> Data listing:
====
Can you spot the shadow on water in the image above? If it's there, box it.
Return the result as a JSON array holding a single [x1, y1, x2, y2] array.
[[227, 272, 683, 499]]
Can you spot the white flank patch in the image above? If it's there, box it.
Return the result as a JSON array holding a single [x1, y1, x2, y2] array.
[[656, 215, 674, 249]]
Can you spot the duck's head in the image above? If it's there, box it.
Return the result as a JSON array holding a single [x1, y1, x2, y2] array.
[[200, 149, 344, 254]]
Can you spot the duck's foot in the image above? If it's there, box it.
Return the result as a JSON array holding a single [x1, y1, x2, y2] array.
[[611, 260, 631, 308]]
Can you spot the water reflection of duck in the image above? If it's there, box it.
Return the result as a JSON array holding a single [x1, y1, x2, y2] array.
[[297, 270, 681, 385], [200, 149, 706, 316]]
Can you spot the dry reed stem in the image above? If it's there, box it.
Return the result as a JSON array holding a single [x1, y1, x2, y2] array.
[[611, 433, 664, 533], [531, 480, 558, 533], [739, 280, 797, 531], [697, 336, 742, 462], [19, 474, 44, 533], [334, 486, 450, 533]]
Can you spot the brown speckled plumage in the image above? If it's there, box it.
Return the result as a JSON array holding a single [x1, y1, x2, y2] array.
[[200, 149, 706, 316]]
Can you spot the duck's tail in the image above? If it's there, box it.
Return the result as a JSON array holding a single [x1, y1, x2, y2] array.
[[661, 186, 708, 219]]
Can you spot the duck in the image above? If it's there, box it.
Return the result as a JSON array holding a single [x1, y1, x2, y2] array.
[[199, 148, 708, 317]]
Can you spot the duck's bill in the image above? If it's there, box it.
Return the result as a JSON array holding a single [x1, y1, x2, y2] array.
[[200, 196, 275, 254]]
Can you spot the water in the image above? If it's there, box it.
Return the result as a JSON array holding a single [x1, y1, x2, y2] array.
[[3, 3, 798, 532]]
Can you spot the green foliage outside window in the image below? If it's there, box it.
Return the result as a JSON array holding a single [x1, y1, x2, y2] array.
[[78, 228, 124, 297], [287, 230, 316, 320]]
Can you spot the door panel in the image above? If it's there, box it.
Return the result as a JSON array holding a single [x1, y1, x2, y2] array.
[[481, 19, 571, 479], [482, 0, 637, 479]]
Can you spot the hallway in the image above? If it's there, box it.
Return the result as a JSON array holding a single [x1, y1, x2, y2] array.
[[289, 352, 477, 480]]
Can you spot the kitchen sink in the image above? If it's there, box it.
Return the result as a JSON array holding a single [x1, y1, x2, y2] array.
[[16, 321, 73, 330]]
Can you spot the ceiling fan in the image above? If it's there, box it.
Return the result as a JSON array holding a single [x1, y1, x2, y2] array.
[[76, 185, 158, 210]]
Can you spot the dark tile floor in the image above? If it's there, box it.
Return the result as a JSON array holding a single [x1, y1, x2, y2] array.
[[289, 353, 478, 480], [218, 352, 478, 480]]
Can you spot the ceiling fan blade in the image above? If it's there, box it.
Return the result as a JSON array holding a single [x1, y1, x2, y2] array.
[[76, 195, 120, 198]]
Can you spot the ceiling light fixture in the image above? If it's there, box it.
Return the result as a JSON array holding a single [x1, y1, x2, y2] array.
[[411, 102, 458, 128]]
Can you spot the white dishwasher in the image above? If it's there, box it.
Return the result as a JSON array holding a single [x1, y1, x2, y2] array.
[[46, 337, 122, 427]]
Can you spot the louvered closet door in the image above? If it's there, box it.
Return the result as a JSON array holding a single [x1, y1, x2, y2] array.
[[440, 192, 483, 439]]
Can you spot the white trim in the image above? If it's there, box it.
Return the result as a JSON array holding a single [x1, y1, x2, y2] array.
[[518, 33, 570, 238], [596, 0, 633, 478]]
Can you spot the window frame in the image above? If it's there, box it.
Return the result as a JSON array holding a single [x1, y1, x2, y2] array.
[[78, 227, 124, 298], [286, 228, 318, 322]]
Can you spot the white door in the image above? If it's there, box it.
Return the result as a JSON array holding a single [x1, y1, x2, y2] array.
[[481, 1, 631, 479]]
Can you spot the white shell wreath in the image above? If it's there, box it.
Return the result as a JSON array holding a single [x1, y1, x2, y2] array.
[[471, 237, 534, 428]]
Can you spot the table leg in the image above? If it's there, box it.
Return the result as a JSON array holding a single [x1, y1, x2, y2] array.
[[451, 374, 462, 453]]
====
> Challenge: Transcribe every record above, keeping each word and character unchanged.

> Response for this exercise:
Can you spot the shadow on water in the image above? If it's there, box it.
Return the result as a JSON array holding a single [x1, y1, x2, y2] array.
[[227, 272, 683, 499]]
Can you spot the white flank patch in the image above? If it's there, box it.
Return the result as a JSON array holding a single [x1, y1, x2, y2] array.
[[656, 215, 674, 249]]
Can you spot the duck's head in the image above? If it's there, box it.
Return the result as a JSON array holding a single [x1, y1, x2, y2] array.
[[200, 149, 344, 254]]
Can you spot the duck's foot in the image above? If it's there, box it.
Return the result as a JSON array holding a single [x1, y1, x2, y2] array.
[[611, 260, 631, 308]]
Can you spot the water reflection of duck in the image above? If it's there, box it.
Return the result as a JSON array holding a single [x1, y1, x2, y2] array.
[[297, 270, 681, 385], [200, 149, 706, 316]]
Can you spot the dry reed stem in the image above? If it's there, box it.
Return the result as a JSON array holding a single [x1, y1, x2, y2] array.
[[611, 433, 664, 533], [531, 480, 558, 533], [739, 280, 797, 531], [697, 336, 742, 462], [19, 474, 44, 533], [334, 486, 450, 533]]
Can you spot the brown speckled plumage in the image above? If it's there, box it.
Return the result as a JSON array holding a single [x1, y1, x2, y2] array.
[[200, 149, 706, 316]]
Can you spot the duck's tail in the image above? If it's there, box it.
Return the result as a JSON array holding a single [x1, y1, x2, y2] array.
[[661, 186, 708, 219]]
Can you spot the duck in the image above? If it's there, box it.
Return the result as a JSON array holding a single [x1, y1, x2, y2] array.
[[199, 148, 708, 317]]
Can you spot the duck's bill in the image above? If it's there, box it.
Return the result as a JSON array holding a single [x1, y1, x2, y2] array.
[[200, 196, 275, 254]]
Can you spot the water in the image above? If it's there, box it.
Return the result as a JSON array holding a single [x1, y1, x2, y2] array.
[[3, 3, 798, 532]]
Can you spot the green foliage outside window in the image below? If it's there, box it.
Return the result as a JSON array holding a single [x1, y1, x2, y2] array.
[[78, 228, 124, 297], [287, 230, 316, 320]]
Can you spot the door panel in the image above? If it's there, box it.
Return the result as a JSON array holding a single [x1, y1, x2, y2] array.
[[481, 19, 571, 479], [482, 0, 637, 479]]
Can you spot the hallway in the image above? If it's there, box it.
Return the result as a JSON array holding a single [x1, y1, x2, y2] array.
[[289, 352, 477, 480]]
Can you spot the kitchen sink in the image above? If it's there, box it.
Return the result as a JSON array holding a single [x1, y1, x2, y2] array.
[[16, 321, 73, 330]]
Can you spot the ceiling fan in the image above? If it's there, box it.
Return the result as a JSON array holding a single [x1, y1, x2, y2] array.
[[76, 185, 158, 210]]
Can you spot the dark tile floor in the image above? If it's there, box it.
Return the result as a JSON array holding a single [x1, y1, x2, y2] array.
[[289, 353, 478, 480], [218, 352, 478, 480]]
Can you spot the ceiling fan blade in the image above? If it's there, box it.
Return the result as a JSON array holding a single [x1, y1, x2, y2] array.
[[76, 195, 120, 198]]
Can you spot the ceiling light fixture in the image above? If it's there, box it.
Return the result as a JSON array holding a single [x1, y1, x2, y2] array.
[[411, 102, 458, 128]]
Can you spot the white dishwasher in the image above? If it's there, box it.
Return the result as a JSON array holding a single [x1, y1, x2, y2] array.
[[46, 337, 122, 427]]
Can you spot the louvered closet door in the image above? If it's there, box it.
Return the result as a JSON array holding a single [x1, y1, x2, y2] array.
[[440, 192, 483, 439]]
Can you spot the white trim in the image above? If it's there, box it.
Return the result as a JSON array holding a single [x1, y1, x2, y2] array.
[[518, 33, 570, 238], [596, 0, 633, 478]]
Can you spot the window frame in the image above? If it's there, box it.
Return the result as a JSON array holding a single [x1, y1, x2, y2] array.
[[78, 227, 124, 298], [286, 228, 318, 322]]
Can you spot the white door in the image above? If it's there, box it.
Return the result as a JSON array holding a single [x1, y1, x2, y2] array.
[[481, 1, 631, 479]]
Can you spot the white shell wreath in the image above? If it's there, box it.
Return the result as a JSON array holding a single [x1, y1, x2, y2] array.
[[471, 237, 534, 428]]
Can you spot the table leg in the image above? If it's there, box it.
Return the result as a JSON array holding a single [x1, y1, x2, y2] array.
[[451, 374, 462, 453]]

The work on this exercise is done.